§ EXERCISE REQUIREMENTS
Copy out all of the material exactly.

§ DATA ENTRIES
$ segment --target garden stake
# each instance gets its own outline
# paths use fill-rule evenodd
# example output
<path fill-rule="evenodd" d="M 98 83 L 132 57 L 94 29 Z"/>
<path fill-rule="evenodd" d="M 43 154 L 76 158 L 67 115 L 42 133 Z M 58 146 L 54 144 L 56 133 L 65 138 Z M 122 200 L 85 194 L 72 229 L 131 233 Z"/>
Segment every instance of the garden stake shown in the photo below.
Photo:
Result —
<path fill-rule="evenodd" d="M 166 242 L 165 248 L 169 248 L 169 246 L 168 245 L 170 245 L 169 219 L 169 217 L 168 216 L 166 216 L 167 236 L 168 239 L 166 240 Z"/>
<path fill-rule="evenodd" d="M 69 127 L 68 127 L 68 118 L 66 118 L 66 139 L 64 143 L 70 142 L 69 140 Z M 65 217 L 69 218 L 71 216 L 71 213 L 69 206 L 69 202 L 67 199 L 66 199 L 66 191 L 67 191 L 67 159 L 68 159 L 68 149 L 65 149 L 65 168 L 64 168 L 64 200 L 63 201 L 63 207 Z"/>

§ FINISHED EXERCISE
$ segment --target garden stake
# each instance gets its own outline
# paths use fill-rule evenodd
# example output
<path fill-rule="evenodd" d="M 98 83 L 132 57 L 94 29 Z"/>
<path fill-rule="evenodd" d="M 43 154 L 76 158 L 67 115 L 42 133 Z M 58 146 L 54 144 L 56 133 L 65 138 Z M 122 200 L 85 194 L 72 229 L 131 233 Z"/>
Segment every instance of the garden stake shown in the photo below.
Photo:
Result —
<path fill-rule="evenodd" d="M 166 242 L 165 248 L 169 248 L 169 246 L 168 245 L 170 245 L 169 219 L 169 217 L 168 216 L 166 216 L 167 236 L 168 239 L 166 240 Z"/>
<path fill-rule="evenodd" d="M 69 127 L 68 127 L 68 118 L 66 118 L 66 139 L 64 143 L 70 142 L 69 140 Z M 65 217 L 69 218 L 71 216 L 71 213 L 69 206 L 69 202 L 67 199 L 66 199 L 66 191 L 67 191 L 67 159 L 68 159 L 68 149 L 65 149 L 65 168 L 64 168 L 64 200 L 63 201 L 63 207 Z"/>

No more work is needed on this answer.